RECORD SET:
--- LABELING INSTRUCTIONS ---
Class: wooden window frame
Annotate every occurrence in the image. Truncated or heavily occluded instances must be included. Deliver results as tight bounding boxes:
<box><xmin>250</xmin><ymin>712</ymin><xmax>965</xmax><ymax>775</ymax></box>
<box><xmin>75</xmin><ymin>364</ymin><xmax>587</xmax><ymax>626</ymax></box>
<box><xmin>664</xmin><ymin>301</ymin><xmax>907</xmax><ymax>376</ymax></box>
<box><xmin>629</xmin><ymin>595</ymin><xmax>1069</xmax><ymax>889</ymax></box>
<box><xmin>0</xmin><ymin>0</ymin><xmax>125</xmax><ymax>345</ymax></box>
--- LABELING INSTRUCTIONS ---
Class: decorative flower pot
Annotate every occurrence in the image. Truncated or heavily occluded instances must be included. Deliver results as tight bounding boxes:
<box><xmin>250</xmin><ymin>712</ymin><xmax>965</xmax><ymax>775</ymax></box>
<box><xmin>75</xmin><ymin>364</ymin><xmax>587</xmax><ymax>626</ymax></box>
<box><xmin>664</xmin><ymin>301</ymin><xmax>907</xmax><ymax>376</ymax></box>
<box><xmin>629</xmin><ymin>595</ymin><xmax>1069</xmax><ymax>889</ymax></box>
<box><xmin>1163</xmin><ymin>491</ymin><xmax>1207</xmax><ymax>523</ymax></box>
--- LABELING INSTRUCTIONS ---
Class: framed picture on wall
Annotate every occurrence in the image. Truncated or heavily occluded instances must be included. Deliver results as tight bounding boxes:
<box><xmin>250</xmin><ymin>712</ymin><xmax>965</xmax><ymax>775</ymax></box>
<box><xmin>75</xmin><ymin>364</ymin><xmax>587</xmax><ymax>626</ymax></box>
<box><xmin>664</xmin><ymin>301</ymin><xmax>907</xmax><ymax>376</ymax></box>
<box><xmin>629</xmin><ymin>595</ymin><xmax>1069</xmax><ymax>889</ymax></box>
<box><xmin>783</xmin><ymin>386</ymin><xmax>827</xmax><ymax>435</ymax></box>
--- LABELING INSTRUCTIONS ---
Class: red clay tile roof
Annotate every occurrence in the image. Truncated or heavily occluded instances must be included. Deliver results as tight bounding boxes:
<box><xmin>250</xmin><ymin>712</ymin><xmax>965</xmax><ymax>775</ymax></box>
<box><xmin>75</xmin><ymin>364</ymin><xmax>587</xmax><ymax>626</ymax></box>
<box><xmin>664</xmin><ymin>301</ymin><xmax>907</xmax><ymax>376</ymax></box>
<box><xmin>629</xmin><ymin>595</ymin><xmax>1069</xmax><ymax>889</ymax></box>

GIVEN PROBLEM:
Show each line in the items above that contains the string "Class", copied in full.

RESPONSE TO THIS EXERCISE:
Class: wooden window frame
Class: decorative flower pot
Class: framed picture on wall
Class: red clay tile roof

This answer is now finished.